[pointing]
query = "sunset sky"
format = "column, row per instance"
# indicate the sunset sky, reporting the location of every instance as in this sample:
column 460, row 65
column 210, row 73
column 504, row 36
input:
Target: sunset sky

####

Goal:
Reproduce all of the lines above verbatim, preserving their order, spacing, and punctuation.

The result:
[pointing]
query = "sunset sky"
format = "column, row per instance"
# indicate the sunset sky, reporting the location of every instance as in this sample:
column 460, row 65
column 210, row 73
column 504, row 36
input:
Target: sunset sky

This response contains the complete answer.